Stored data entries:
***

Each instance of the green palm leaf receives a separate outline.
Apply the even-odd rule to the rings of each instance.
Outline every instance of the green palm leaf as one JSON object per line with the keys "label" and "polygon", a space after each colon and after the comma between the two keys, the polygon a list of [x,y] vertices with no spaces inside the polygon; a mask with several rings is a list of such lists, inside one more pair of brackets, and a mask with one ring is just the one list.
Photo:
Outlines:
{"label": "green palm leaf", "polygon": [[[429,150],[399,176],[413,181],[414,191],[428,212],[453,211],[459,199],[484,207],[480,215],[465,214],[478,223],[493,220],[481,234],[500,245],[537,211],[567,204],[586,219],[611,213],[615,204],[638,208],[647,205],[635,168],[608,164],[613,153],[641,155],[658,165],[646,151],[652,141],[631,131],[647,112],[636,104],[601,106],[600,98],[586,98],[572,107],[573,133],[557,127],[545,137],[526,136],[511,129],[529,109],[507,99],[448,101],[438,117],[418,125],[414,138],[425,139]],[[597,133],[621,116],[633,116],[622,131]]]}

***

** Action item **
Precisely as given, transcribe all of the entries above.

** Problem solution **
Each instance of the green palm leaf receives a separate outline.
Apply the even-odd rule to the rings of each instance.
Outline every instance of the green palm leaf as one JSON object per line with the keys "label" and "polygon", a space after each colon and after the comma between the two keys, the polygon a list of [x,y] vertices with no spaces inside the polygon; a mask with several rings is a list of such lists, inside one more pair of brackets, and a mask with one ring is just the one list.
Photo:
Outlines:
{"label": "green palm leaf", "polygon": [[[429,150],[399,176],[413,181],[414,191],[428,212],[453,211],[459,199],[484,207],[480,215],[465,214],[478,223],[493,220],[481,234],[500,245],[537,211],[567,204],[586,219],[611,213],[615,204],[638,208],[647,205],[635,168],[608,164],[613,153],[641,155],[658,165],[646,151],[652,141],[631,131],[647,112],[636,104],[601,106],[600,98],[586,98],[572,107],[573,133],[557,127],[545,137],[526,136],[511,129],[529,109],[507,99],[448,101],[438,117],[418,125],[414,138],[425,139]],[[597,133],[621,116],[633,116],[622,131]]]}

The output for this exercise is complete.